# PROVIDED TEXT
== == ==
Disclaimer: Opinions expressed are solely my own and do not express the views or opinions of my employer or any other entities with which I am affiliated.

Photo by Deng Xiang on Unsplash

I’ve intentionally made all of my posts free and without a paywall so that my content is more accessible. If you enjoy my content and would like to support me, please consider buying a paid subscription:

Support me with a paid subscription


While deciding what to write this week, I came across a LinkedIn post by Mike Privette summarizing cybersecurity fundings in his newsletter, Return on Security (which I recommend checking out). One topic stood out: data security.

It struck me that, outside of Cyera and perhaps Securiti a few years ago, there haven’t been many compelling data security startups lately. Varonis and BigID still feel like the last major entrants. I don’t blame founders — this has been a difficult space historically, both in terms of fundraising and exits. A big reason for that is technical: data sensitivity and risk are highly dependent on organizational context, which makes building effective products hard.

Yet the data landscape has changed dramatically. The rise of the modern data stack with companies like dbt Labs, Snowflake, Fivetran, and Databricks has reshaped how data is stored and analyzed. The AI boom has only intensified the importance of data as a core business asset. In light of this, I believe data security is overdue for a rethink.

Historically, data security companies have fallen into two categories: data loss prevention (DLP) and data classification. With the move to cloud and remote work, DLP has shifted into more of a network security challenge. Companies like Zscaler and Cloudflare have stepped in here, focusing on how data flows through networks and SaaS applications. It used to be simpler when data stayed in one place — security teams could label it and monitor its flow through a well-defined perimeter. Today, data flows from everywhere, especially corporate laptops and SaaS products.

Data classification has always been difficult, largely because it suffers from false positives. BigID’s insight was that some automation is better than manual labeling, even if imperfect. That’s true to an extent, but classification remains hard because context matters so much. What counts as sensitive data varies by use case, i.e., different organizations might consider the same type of data, e.g., personal information, to have different levels of risk. Of course, different types of data also carry different risks, and the ways organizations handle them vary accordingly. If your tool can’t reliably identify your most sensitive data, it loses a lot of its value. That said, I’m optimistic that AI will help here, because it’s better than humans at parsing context.
== == ==
# GIVEN INFORMATION
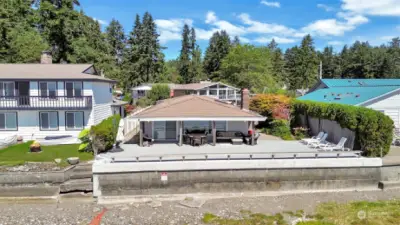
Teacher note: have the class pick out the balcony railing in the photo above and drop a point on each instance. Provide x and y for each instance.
== == ==
# COMPLETE THE FOLLOWING
a) Answer these questions from the data security post:
(i) Which two companies does the author say still feel like the last major entrants in data security?
(ii) Which four companies are named as part of the modern data stack?
(iii) What two categories have data security companies historically fallen into?
b) In one to three sentences, explain why the data security post says data classification remains hard.
c) Continue the data security post from its last sentence.

# ANSWER SET
a)
(i) Varonis and BigID.
(ii) dbt Labs, Snowflake, Fivetran, and Databricks.
(iii) Data loss prevention (DLP) and data classification.

b) Classification suffers from false positives, and context matters a great deal. What counts as sensitive varies by use case, so different organizations may assign different levels of risk to the same type of data, such as personal information. Different types of data also carry different risks.

c)
More recently, a new category has emerged (or maybe been rebranded) called data security posture management (DSPM). I actually don’t think DSPM is a bad idea. Ever since CSPM tools like Wiz took off, my perspective has shifted. When a new technical domain gains traction (the cloud in CSPM’s case), posture tools that assess risk in that domain can be valuable early on. The problem is that they hit a ceiling. Dashboards are easy to replicate, and posture tools often lack a defensible moat. That’s why Wiz has since repositioned as a CNAPP and expanded into detection and response — surfacing risk alone isn’t enough.

While data isn’t new, the way we use and manage it has changed. It’s decentralized. It moves faster. AI has made it more valuable. In particular, fine-tuning large language models using organizational data is now seen as a competitive advantage. This has turned even seemingly mundane datasets into critical business assets.

Companies also make more data-driven decisions today, which has elevated the importance of analytics. This is a shift that security hasn’t fully caught up with. Understanding how and why data is used and not just where it lives is increasingly necessary for managing risk and delivering business value.

Traditionally, most enterprise data was operational, e.g., user info, transactions, inventory, and payments. This is the data that powers applications in real time and typically lives in SQL databases. But more recently, analytical data has gained prominence. It’s not needed in real time, but it helps leaders understand how their business works. It lives in different tools, serves different users, and is stored in a different stack, powered by tools like Snowflake and Databricks. Analytics also sits at the heart of modern AI workflows.

This distinction matters. First, operational data doesn’t always have analytical value, but sensitive data often does. Second, most security programs are still optimized to protect operational data. Third, the increased use of analytics forces us to reconsider how we evaluate data risk. Finally, analytics can actually improve privacy, for instance, through aggregation techniques that reduce the exposure of individual records.

All of this makes data security more complex. Our tools and approaches need to evolve.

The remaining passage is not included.